Decide whether each statement agrees with the article on tomato waste below: 1. Florida produces 396,000 tons of tomato waste each year. 2. The device has to run at high temperatures. 3. Alex Fogg is a graduate student at South Dakota Mines. Answer yes or no for each, and quote the words of the article that decide it.

- _EXCERPTED TEXT_:
☆ ☆ ☆
Researchers from South Dakota School of Mines & Technology have developed a way to convert tomato waste in electricity. Led by Venkataramana Gadhamshetty, Ph.D., he and his team used a biological-based fuel cell that uses tomato waste left over from harvests in Florida. The characteristics of the decomposing waste make it a “perfect fuel source” for enhancing electrochemical reactions, Gadhamshetty said.
Food waste comes in many forms including the leftovers of manufacturing processes of sauces, ketchup and other cooking products. He began the research several years ago as a professor at Florida Gulf Coast University. He says the project is important to Florida, where tomatoes are a key crop, because the state generates 396,000 tons of tomato waste every year but lacks a good treatment process. Gadhamshetty said a lot of this waste is ripe with chemical energy and he and his team wanted to see if this could be used as a source of electrons. The answer: yes.
The team tested the defective tomatoes in a new electrochemical device built at the South Dakota Mines campus, which degrades tomato waste and then extracts electrons. The power output from their mini reactor is small: 10 milligrams of tomato waste can result in 0.3 watts of electricity. But the researchers note that with an expected scale up and more research, electrical output could be increased by several orders of magnitude.
“It might be possible to one day put this device at the bottom of my kitchen sink” to convert waste into household electricity, Gadhamshetty said who added that this alternative fuel source is inexpensive technology because operations can be conducted at room temperature requiring no major investment of materials.
Gadhamshetty and SD Mines graduate student Namita Shrestha are collaborating on the project with Alex Fogg, an undergraduate chemistry major at Princeton University. Other project collaborators include Daniel Franco, Joseph Wilder and Simeon Komisar, Ph.D., at Florida Gulf Coast University.
“I’m really excited about this research. I come from a small country, Nepal, and we have power cut off as much as 20 hours in a day, so this could really help developing countries,” Shrestha said. “We cannot afford expensive technologies like waste treatment.” According to Shrestha’s calculations, there is theoretically enough tomato waste generated in Florida each year to meet Disney World’s electricity demand for 90 days, using an optimized biological fuel cell.
☆ ☆ ☆
- _DATASET EXTRACT_:
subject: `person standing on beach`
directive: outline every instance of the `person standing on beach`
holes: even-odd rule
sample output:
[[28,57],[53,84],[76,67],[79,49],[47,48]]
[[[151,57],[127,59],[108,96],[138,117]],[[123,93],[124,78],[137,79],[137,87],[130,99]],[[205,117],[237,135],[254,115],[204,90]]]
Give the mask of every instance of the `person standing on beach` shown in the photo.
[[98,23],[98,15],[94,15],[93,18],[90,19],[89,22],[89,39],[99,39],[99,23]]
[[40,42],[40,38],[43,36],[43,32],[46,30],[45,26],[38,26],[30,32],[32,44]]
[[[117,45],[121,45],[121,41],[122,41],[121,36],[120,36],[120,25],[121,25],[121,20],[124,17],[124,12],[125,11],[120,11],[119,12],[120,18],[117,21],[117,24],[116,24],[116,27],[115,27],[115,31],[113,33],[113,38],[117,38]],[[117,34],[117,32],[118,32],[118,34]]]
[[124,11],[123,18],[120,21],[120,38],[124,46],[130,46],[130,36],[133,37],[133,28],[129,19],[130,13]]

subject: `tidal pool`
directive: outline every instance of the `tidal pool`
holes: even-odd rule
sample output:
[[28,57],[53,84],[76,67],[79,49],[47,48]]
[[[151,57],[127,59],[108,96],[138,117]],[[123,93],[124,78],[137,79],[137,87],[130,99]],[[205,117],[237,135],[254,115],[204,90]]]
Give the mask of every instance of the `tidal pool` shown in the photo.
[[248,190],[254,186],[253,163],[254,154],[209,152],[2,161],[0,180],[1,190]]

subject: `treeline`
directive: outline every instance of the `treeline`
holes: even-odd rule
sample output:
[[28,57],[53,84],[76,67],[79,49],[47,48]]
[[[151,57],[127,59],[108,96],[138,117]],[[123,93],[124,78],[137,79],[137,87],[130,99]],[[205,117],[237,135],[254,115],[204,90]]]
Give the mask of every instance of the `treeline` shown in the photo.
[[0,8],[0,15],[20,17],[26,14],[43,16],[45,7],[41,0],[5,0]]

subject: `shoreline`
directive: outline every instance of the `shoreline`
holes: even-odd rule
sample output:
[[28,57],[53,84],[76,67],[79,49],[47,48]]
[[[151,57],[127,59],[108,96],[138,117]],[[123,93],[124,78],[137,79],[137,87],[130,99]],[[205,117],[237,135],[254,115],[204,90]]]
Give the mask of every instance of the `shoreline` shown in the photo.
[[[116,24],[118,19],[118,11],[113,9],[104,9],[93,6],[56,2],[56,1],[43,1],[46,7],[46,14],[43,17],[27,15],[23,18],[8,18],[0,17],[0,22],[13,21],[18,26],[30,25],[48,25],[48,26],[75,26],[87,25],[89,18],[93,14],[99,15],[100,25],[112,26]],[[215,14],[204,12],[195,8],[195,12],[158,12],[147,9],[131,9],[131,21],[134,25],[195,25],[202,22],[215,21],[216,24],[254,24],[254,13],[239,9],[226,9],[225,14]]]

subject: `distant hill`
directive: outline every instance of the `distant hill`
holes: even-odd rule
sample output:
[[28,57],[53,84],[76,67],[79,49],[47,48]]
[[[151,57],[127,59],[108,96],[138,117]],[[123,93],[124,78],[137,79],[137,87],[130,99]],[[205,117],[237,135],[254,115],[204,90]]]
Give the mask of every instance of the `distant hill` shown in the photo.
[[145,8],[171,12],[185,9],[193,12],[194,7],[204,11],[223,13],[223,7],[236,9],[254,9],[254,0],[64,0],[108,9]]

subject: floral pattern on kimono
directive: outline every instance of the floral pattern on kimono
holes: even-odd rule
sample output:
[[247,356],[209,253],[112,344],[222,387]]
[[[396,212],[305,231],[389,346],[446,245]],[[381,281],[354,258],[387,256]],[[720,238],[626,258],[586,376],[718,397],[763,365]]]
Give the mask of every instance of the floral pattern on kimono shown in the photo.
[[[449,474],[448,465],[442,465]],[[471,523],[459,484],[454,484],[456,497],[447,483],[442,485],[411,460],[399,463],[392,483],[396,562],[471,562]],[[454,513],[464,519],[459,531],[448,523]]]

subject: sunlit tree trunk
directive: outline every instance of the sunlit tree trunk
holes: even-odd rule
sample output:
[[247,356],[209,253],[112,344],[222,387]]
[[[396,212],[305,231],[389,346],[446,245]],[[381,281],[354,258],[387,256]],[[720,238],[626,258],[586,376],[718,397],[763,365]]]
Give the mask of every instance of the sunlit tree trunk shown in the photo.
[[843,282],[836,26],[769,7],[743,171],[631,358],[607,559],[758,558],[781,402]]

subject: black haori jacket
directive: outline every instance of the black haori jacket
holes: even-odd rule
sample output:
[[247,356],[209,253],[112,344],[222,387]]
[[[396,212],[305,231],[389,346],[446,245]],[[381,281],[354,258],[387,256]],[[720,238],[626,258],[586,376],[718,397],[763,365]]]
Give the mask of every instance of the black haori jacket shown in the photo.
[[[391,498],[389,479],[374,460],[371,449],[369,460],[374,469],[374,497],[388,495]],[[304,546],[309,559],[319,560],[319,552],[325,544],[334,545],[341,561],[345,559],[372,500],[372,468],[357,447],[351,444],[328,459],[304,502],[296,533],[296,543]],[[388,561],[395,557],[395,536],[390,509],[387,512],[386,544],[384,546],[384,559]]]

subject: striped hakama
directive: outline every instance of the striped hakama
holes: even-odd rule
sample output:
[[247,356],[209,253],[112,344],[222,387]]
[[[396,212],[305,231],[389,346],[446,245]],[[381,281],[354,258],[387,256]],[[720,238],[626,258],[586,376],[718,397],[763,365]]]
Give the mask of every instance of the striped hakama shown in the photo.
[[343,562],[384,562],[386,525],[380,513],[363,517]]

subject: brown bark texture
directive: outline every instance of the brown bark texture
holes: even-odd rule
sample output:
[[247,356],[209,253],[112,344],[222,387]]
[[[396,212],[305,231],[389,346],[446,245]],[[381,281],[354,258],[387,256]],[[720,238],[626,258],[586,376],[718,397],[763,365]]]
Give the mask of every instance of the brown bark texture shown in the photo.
☆ ☆ ☆
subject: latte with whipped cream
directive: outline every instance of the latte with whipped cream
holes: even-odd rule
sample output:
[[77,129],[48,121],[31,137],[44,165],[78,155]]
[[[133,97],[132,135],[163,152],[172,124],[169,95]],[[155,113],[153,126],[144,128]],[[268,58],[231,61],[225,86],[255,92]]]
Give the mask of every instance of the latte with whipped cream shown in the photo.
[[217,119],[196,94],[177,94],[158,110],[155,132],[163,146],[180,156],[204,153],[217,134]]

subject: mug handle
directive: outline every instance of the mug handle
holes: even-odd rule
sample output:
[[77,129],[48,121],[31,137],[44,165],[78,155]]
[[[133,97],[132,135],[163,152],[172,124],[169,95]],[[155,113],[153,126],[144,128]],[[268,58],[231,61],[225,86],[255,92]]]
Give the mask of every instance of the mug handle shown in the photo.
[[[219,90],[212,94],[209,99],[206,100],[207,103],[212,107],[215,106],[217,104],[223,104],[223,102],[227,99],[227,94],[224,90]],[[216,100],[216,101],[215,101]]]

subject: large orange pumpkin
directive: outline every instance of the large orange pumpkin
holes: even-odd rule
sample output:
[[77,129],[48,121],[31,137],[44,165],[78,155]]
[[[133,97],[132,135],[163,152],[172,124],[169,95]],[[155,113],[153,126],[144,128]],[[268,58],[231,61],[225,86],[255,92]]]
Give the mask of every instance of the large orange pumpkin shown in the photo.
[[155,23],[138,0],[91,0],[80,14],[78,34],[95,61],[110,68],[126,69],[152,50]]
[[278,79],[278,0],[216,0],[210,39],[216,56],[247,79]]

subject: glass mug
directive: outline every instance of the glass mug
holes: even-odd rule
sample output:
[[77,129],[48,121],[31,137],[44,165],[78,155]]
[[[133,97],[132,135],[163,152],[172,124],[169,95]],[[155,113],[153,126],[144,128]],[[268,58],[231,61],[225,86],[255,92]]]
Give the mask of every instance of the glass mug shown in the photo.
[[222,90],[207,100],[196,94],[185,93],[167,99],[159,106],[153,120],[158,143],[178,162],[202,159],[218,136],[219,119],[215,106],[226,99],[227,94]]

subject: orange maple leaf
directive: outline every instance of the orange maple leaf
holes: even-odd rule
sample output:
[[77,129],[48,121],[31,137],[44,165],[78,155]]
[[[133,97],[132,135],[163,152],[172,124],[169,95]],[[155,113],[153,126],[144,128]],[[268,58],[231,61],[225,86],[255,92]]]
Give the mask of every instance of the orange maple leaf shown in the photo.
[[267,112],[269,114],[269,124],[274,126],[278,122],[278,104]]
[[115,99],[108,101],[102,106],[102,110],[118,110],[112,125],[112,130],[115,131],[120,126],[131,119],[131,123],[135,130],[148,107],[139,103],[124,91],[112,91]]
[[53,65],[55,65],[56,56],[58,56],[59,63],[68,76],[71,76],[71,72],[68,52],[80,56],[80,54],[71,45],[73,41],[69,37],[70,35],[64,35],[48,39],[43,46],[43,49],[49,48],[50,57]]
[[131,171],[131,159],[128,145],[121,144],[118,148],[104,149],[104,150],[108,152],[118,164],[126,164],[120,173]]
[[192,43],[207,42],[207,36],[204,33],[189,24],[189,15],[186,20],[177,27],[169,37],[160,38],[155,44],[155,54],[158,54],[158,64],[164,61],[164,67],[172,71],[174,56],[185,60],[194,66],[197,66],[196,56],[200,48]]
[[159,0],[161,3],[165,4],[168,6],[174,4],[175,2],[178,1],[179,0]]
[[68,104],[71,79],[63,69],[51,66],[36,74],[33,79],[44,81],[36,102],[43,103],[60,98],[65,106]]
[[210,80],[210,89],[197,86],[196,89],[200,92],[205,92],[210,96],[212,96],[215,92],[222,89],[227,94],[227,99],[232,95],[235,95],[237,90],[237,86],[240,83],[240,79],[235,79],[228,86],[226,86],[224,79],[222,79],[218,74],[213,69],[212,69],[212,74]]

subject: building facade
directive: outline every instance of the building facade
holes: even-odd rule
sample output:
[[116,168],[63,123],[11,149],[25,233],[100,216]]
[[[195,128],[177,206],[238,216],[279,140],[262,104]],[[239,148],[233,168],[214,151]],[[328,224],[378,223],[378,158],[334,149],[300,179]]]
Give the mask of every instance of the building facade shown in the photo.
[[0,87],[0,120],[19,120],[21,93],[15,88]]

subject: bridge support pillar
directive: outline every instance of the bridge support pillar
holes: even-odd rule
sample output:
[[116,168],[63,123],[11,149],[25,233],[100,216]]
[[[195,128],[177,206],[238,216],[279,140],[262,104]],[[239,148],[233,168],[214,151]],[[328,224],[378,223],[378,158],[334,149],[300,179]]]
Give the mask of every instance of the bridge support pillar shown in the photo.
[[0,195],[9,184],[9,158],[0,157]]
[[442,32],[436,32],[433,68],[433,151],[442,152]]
☆ ☆ ☆
- _SOLVED EXERCISE_:
1. Yes: "the state generates 396,000 tons of tomato waste every year"
2. No: "operations can be conducted at room temperature"
3. No: "Alex Fogg, an undergraduate chemistry major at Princeton University"